**PASSAGE PROVIDED:**
Monday, October 11, 2010

Pink Ribbon

It's October, that can mean only one thing, it's Breast Cancer Awareness Month across the world and Portugal is no different.
For the past 10 years, we have been raising money for Breast Cancer Awareness in the Algarve and this year very poignantly, the Pink Ribbon Golf Tournament at Parque da Floresta was held on 10th of the 10th of the 10th and if you are reading this too early in the morning, I mean 10th October 2010.
Over the years, in conjunction with the Parque da Floresta Charity fund, we have managed to raise over 80,000 euros which has all gone to Mamamaratona, Associacao Oncologica do Algarve.
Checking the weather forecast 7 days before the competition, it didn't look good. However just as at Celtic Manor last week, for the Ryder Cup, there is nothing that we could do, we just had to get on with it. Checking the forecast every day didn't help as it never changed one bit and sure enough on the Friday before the Sunday competition, it bucketed it down followed by the same on Saturday.
On the Sunday we began with sunshine followed by several sharp bust's but nearly 80 golfers were supportive enough to brave the conditions, after all its only water and you can only get soooooooooooo wet.
At around 11am in glorious Algarve sunshine, the golf got underway, with the format being a better ball stableford competition. Finally at around 6pm and several downpours later, the final group came in, the scores could be checked and the results announced.
Yours truly and the chief organiser of the Pink Ribbon, Mrs Lynette, managed to follow up last years second place with third place, winning a fabulous set of lead crystal glasses, probably the same set that we won for second place last year. My good friend Bob Kelly suggested that if we put the glasses as a 1st place prize, we could finally get rid of them as we had no chance of winning, well he used to be a good friend.





In second place this year, with a score of 44 points was Pete & Debbie Lanario who was over the moon at winning her first golf prize.
The winners with a fantastic score of 45 points was the formidable Portuguese pairing of Julio Marcela & Chico Borges, I think they both looked pleased as well.

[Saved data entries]
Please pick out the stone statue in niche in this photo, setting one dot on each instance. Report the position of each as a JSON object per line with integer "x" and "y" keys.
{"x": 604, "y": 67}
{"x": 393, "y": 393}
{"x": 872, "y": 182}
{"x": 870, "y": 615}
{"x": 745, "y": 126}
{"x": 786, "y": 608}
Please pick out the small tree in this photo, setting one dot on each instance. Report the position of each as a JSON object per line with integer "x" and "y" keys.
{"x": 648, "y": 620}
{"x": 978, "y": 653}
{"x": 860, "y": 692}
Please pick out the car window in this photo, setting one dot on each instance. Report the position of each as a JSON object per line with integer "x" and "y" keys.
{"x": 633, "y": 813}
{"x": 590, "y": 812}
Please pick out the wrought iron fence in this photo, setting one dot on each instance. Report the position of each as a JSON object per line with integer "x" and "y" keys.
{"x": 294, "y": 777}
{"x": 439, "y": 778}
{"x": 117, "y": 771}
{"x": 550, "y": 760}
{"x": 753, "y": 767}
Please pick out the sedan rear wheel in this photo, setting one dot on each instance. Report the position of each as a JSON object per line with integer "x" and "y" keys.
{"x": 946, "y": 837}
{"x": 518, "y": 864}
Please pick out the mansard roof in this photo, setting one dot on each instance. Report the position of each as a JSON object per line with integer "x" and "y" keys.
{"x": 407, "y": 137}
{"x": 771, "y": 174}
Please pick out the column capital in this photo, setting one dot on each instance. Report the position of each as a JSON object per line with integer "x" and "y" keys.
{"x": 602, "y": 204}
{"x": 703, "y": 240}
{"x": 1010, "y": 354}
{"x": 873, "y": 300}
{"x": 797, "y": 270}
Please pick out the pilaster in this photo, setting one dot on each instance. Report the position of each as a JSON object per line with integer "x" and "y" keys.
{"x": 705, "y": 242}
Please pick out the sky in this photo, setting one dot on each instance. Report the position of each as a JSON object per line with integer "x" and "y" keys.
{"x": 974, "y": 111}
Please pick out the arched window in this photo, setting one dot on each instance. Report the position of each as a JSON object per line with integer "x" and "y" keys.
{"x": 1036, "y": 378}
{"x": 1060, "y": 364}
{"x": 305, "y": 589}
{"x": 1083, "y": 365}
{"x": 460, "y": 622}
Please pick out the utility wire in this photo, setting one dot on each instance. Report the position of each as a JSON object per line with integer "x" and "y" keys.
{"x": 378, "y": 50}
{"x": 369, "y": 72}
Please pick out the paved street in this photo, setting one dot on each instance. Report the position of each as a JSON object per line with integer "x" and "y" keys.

**EXERCISES TO COMPLETE:**
(A) Answer these questions using the Pink Ribbon golf post:
(i) Which organization has received all the money raised over the years?
(ii) What was the format of the competition?
(iii) How many points did the winning pair score?
(B) Pick up the Pink Ribbon golf post after its last sentence and continue it.
The records come from a separate source and have no connection to the Pink Ribbon post.

**TASK-BY-TASK ANSWERS:**
(A)
(i) Mamamaratona, Associacao Oncologica do Algarve
(ii) A better ball stableford competition
(iii) 45 points

(B)
Along with raffles, auctions and name the Doggie, which spookily was won by the same person as last year Louise Gemmell, (who kindly donated the Doggie back for auction), the total money raised on the day was just short of 3,000 euros, another fantastic result for Breast Cancer Awareness in the Algarve.

Thank you to everyone for taking part and very generously supporting the day.

Saturday, October 09, 2010

It's Raining

It's October the 8th and we have just had the first rains of the winter. It couldn't have come at a worse time as it's the Pink Ribbon Golf Competition of Sunday 10th, tomorrow and the forecast is not good.
As usual in Portugal, when it rains, it falls by the skip full and I have just found out that the one flat roof I have, has 100mm of water trapped on it because the drain is blocked, always wanted a roof top swimming pool.
However, its still 23 degrees and we still haven't put the heating on.

The kittens managed to find a dry spot and decided to sleep the storm out, until I came along with the camera that is and disturbed their siesta.

Red Palm Weevil

Red Palm Weevil

There is an increasing number of Phoenix palm trees in The Algarve that are being killed off by the Red Palm Weevil, in fact palm trees across the whole of the Iberian peninsular are in danger of becoming infected, so far mine are weevil free.
Apparently the little bug(gers) arrived in 1994 and has been destroying Phoenix palm trees ever since. Now it has increased to such an extent that the local councils have started to put pheromone traps in the trees to try to catch them.